[Activity] Can the lines below, from the one that holds "Would you mind pinning the bee wing" to the very end, be echoed exactly, with both ends included and no pictures?

Point localization data:
******************************

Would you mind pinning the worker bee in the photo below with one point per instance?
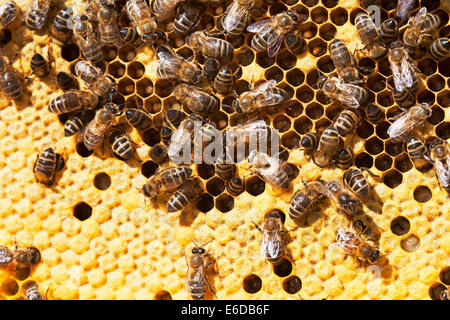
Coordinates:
(235, 186)
(196, 281)
(272, 245)
(108, 29)
(304, 200)
(403, 71)
(354, 245)
(348, 205)
(46, 165)
(187, 193)
(166, 179)
(440, 49)
(348, 94)
(73, 100)
(440, 155)
(138, 119)
(262, 95)
(295, 43)
(8, 12)
(270, 169)
(343, 61)
(97, 127)
(388, 30)
(173, 67)
(418, 153)
(93, 77)
(195, 99)
(368, 34)
(374, 113)
(236, 17)
(407, 121)
(327, 147)
(187, 18)
(158, 153)
(60, 29)
(10, 82)
(347, 121)
(139, 13)
(36, 14)
(270, 33)
(87, 40)
(344, 158)
(203, 42)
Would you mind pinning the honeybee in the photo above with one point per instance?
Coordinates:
(86, 39)
(304, 200)
(272, 245)
(235, 186)
(73, 100)
(402, 68)
(354, 245)
(93, 77)
(10, 82)
(343, 61)
(407, 121)
(166, 179)
(440, 155)
(440, 49)
(236, 17)
(187, 193)
(203, 42)
(196, 281)
(173, 67)
(270, 33)
(347, 121)
(369, 36)
(195, 99)
(8, 12)
(139, 13)
(108, 29)
(187, 18)
(270, 169)
(97, 127)
(59, 28)
(348, 94)
(46, 165)
(327, 147)
(262, 95)
(36, 14)
(418, 153)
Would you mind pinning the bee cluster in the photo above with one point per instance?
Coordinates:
(201, 64)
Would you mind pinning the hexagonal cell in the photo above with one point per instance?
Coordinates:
(392, 178)
(295, 77)
(400, 226)
(252, 283)
(383, 162)
(224, 203)
(255, 186)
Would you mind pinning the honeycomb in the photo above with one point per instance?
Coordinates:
(99, 239)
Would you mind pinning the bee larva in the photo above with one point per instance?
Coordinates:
(138, 119)
(440, 49)
(39, 65)
(374, 113)
(305, 199)
(66, 81)
(73, 100)
(418, 153)
(187, 193)
(235, 186)
(46, 165)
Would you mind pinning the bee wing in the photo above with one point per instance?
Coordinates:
(259, 26)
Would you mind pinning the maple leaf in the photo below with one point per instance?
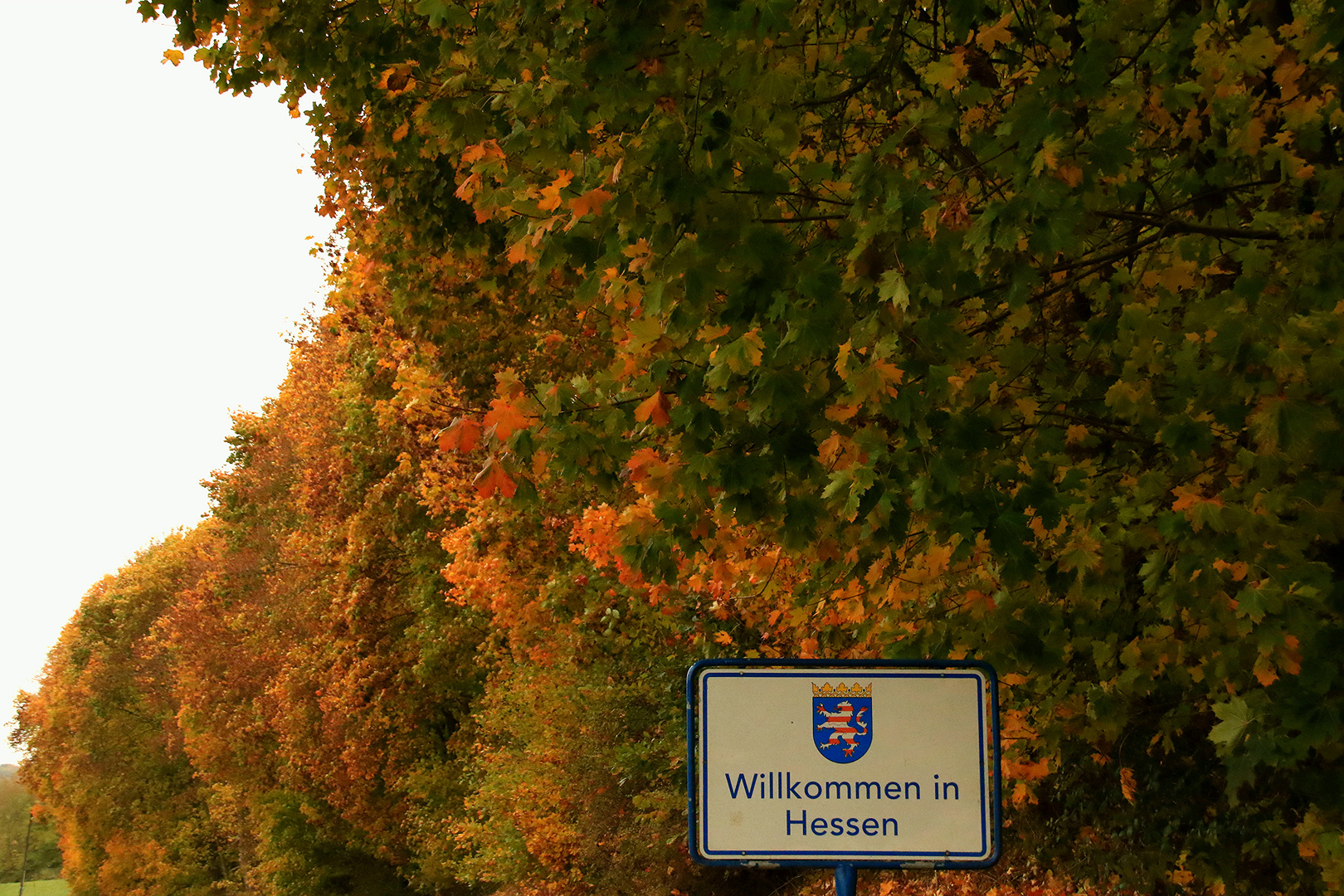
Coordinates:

******************************

[Task solution]
Would you mind pinning the bee wing in the photo above with one point per instance?
Coordinates:
(259, 26)
Would you mind pinning the maple leaf in the photo below with one point per instance?
Coordinates:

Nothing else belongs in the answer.